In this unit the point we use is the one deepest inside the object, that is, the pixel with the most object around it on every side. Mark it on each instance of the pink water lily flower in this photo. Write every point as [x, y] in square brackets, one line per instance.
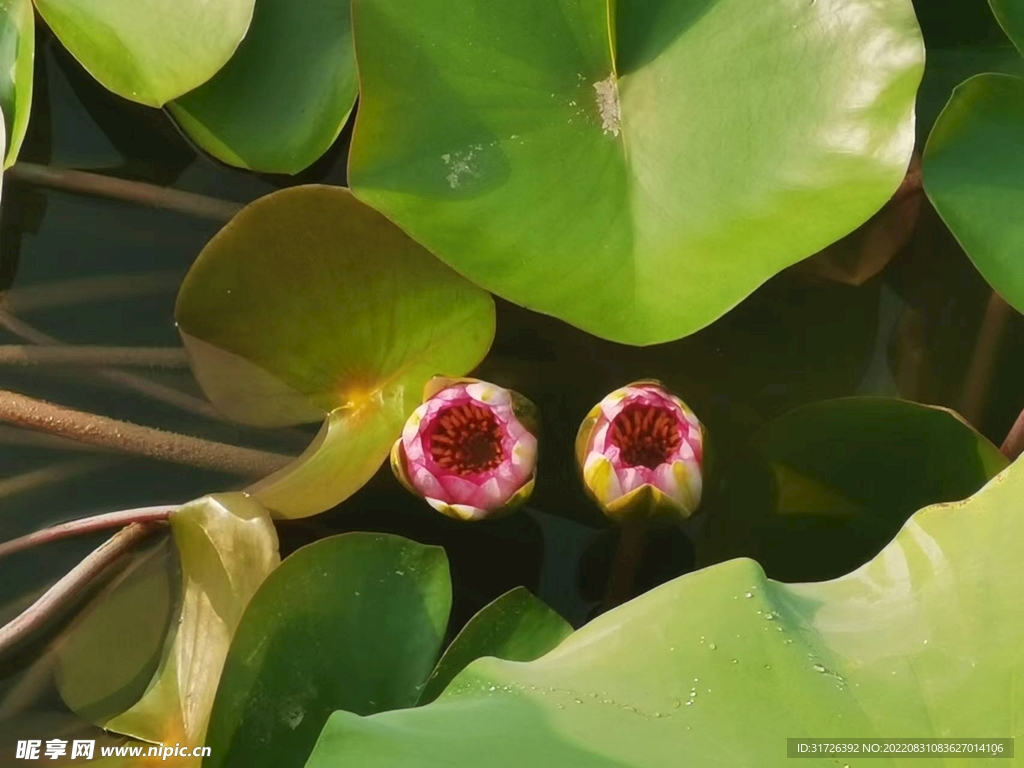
[467, 450]
[641, 454]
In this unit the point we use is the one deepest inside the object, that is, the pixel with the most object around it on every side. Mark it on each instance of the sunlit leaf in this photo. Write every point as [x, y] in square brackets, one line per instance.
[17, 52]
[832, 482]
[638, 190]
[353, 622]
[974, 174]
[150, 51]
[227, 546]
[720, 667]
[310, 305]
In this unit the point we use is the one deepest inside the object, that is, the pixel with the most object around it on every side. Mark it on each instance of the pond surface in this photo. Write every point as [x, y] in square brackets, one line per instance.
[92, 270]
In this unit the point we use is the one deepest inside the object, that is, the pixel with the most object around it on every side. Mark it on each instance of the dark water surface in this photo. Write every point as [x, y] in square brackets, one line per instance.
[795, 341]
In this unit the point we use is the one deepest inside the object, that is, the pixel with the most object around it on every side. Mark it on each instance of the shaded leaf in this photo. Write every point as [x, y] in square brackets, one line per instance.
[639, 193]
[310, 305]
[150, 51]
[353, 622]
[227, 546]
[516, 627]
[832, 482]
[924, 640]
[865, 252]
[974, 175]
[110, 654]
[283, 98]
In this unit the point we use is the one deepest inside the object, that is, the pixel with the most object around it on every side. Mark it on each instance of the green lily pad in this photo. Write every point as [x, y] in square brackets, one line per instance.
[150, 51]
[310, 305]
[516, 627]
[1010, 13]
[974, 175]
[720, 667]
[353, 622]
[286, 94]
[636, 178]
[227, 546]
[829, 483]
[110, 654]
[17, 54]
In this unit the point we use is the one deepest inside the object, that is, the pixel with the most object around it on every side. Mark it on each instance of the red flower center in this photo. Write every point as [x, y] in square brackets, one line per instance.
[466, 439]
[646, 435]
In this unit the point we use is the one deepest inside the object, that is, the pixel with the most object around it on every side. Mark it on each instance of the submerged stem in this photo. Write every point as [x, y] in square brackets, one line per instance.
[92, 355]
[125, 379]
[133, 192]
[87, 525]
[69, 588]
[133, 438]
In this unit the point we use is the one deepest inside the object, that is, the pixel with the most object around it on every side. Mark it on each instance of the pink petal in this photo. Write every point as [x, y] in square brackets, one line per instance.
[514, 428]
[423, 480]
[455, 392]
[523, 458]
[493, 495]
[599, 437]
[457, 489]
[631, 478]
[488, 394]
[414, 450]
[601, 478]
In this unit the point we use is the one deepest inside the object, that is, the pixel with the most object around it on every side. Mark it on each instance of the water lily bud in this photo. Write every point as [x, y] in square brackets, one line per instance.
[469, 450]
[641, 454]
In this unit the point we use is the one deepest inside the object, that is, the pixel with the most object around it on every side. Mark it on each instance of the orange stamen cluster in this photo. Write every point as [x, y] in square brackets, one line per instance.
[467, 439]
[646, 435]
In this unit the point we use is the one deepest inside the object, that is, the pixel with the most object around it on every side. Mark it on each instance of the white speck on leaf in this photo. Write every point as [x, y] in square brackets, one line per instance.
[459, 166]
[607, 104]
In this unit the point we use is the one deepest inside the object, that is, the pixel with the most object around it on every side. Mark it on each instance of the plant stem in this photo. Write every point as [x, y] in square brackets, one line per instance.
[629, 552]
[93, 355]
[87, 525]
[28, 438]
[133, 192]
[120, 435]
[986, 349]
[65, 591]
[127, 380]
[1013, 446]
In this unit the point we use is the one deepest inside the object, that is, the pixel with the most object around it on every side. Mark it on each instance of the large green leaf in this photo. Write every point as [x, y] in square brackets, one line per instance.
# # #
* WHAT THE TASK REQUIRES
Output every entry exactly as given; pictures are not part of the copy.

* OUTPUT BELOW
In this unit the point we use is the one deepest inside the object, that is, the pixel with the most object around it on every side. Mark it on each instance of the pink water lily flower in this photo. Write every point as [x, y] in square brackets, one line per instance.
[467, 450]
[641, 454]
In this unit the point we use is the one deepest inside the object, that is, the pixel with the most object around it on every side. Mark it on each instance of the sunlit leaf in this photo. Write every point as [x, y] in square brackets, one line per instance.
[17, 52]
[832, 482]
[638, 190]
[353, 622]
[974, 174]
[150, 51]
[227, 546]
[720, 667]
[310, 305]
In this unit the point we use is the one deepest inside the object, that is, the pixel with the most object around it on every side. Mark it on each instance of the pond surface in this photo. Write every point as [x, y] in square brackets, one line per instance.
[92, 270]
In this unit the point we use is the one deepest inside the object, that is, the pixel with the most object around it on every side. Mark it on each instance of the dark water surface in this photo. Write every point as [x, y] in square brackets, one line per instance.
[795, 341]
In this unit the point we use is the one deepest inside the object, that is, the pixel with the most object around it on every side. Mark it on each instance of the shaded leaf in this photo. Write every point as [x, y] in square brackets, one line per instance.
[639, 193]
[310, 305]
[150, 51]
[353, 622]
[227, 546]
[516, 627]
[832, 482]
[924, 640]
[865, 252]
[974, 175]
[110, 654]
[283, 98]
In this unit the point we use is the one deepest inside the object, that is, the pixel with the most object around it on every side. Mark it on each instance of the green lily pad in this photo. Write every point as [x, y] in square brackets, one line per instance.
[150, 51]
[310, 305]
[516, 627]
[1010, 13]
[974, 175]
[720, 667]
[353, 622]
[286, 94]
[636, 178]
[227, 546]
[829, 483]
[110, 654]
[17, 54]
In this unit the point we use is the one deepest inside the object, that is, the pixel with the most object around it on every side. Mark it on each instance of the red flower center in this photo. Write every point as [x, y] in square brackets, one line per instance.
[466, 439]
[646, 435]
In this unit the point we use is the one deepest inside the object, that is, the pixel with the most object around it on every side. Mark it on each instance of the submerged stem in this photo. Write every point as [x, y] in square brackets, one line per instance.
[92, 355]
[125, 379]
[133, 192]
[87, 525]
[69, 588]
[133, 438]
In this unit the point we use is the one deepest inside the object, that is, the pixel with the most object around it on every side. Mark it on each instance of the pink petal in this photo. Write every point as [x, y] in square brackets, one line per instance.
[514, 428]
[423, 480]
[455, 392]
[523, 458]
[493, 495]
[599, 437]
[457, 489]
[631, 478]
[488, 394]
[414, 450]
[601, 478]
In this unit the point we use is the one deepest inside the object, that is, the pixel with the most object around it on every side. Mark it on each instance of the water lily bud in this photo. Write every point as [x, y] in square brackets, one line per instance.
[469, 450]
[641, 454]
In this unit the point we use is the one deepest inside the object, that is, the pixel with the most object around it on every side. Mark it on each instance of the orange stamen cluster in this photo. Write every point as [x, y] in square brackets, one line per instance.
[467, 439]
[646, 435]
In this unit the point we use is the one deepest inside the object, that is, the pixel with the most object around it on every side. Mark it on each instance of the white speck on leaf in this photo. Write every point as [x, y] in square brackets, one line per instance.
[459, 166]
[607, 104]
In this unit the point we use is the one deepest inside the object, that is, the pixel with the most object around it on every side. Mark it on each instance of the plant stem in this photo. Write every point as [x, y] in square brackets, one line per instance.
[629, 552]
[93, 355]
[87, 525]
[28, 438]
[133, 192]
[120, 435]
[986, 349]
[65, 591]
[127, 380]
[1013, 446]
In this unit the point we use is the one deepest inside the object, that is, the pixel with the most object around it on every side. Mark it on each instance of the large green leaf in this photo. Write every point as [x, y] in square brackets, one line per instance.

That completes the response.